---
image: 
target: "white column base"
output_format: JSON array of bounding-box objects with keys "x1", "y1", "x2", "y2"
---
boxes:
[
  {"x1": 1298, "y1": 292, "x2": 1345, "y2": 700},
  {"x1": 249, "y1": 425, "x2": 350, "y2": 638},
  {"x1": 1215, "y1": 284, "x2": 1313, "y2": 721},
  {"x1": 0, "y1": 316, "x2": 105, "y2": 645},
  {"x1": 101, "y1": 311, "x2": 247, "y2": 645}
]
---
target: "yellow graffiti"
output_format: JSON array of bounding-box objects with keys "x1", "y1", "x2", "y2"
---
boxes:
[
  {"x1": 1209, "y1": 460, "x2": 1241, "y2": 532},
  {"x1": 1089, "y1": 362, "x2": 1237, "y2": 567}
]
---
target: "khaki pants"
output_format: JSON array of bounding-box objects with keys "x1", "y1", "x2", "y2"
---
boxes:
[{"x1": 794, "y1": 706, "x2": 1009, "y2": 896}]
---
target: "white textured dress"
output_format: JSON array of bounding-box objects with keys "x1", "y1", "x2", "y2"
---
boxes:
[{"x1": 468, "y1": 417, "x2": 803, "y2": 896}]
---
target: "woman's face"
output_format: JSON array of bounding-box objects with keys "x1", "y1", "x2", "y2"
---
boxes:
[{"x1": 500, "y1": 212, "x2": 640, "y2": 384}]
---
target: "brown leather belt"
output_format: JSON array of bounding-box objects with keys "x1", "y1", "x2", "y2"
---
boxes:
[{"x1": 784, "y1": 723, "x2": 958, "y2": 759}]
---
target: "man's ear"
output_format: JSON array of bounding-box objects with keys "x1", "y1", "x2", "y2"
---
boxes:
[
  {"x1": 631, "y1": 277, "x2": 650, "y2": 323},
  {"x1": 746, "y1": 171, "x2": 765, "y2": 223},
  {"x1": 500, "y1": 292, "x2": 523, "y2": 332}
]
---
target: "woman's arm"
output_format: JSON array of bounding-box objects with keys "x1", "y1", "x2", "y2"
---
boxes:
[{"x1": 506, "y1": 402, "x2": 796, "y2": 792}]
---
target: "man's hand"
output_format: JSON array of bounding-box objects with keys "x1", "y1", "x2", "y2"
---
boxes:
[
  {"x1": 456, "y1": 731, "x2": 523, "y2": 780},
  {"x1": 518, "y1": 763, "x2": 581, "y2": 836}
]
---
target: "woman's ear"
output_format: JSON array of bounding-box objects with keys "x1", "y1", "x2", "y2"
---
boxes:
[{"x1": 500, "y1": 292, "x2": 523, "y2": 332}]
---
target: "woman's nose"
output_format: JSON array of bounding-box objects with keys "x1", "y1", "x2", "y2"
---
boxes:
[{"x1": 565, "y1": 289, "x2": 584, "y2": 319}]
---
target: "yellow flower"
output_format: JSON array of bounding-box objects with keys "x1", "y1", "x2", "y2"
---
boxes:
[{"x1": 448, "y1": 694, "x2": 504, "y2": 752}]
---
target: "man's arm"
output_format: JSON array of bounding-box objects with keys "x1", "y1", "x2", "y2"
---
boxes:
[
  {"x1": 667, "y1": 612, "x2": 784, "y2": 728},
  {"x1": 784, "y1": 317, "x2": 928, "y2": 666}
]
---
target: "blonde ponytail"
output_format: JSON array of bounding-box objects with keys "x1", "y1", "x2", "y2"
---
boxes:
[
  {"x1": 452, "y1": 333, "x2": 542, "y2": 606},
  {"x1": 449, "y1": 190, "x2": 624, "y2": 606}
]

*Exercise brief*:
Count the lines in the records above that contain the string "white", treating uppercase and lowercase as different. Reply with the number alone.

*Response below*:
2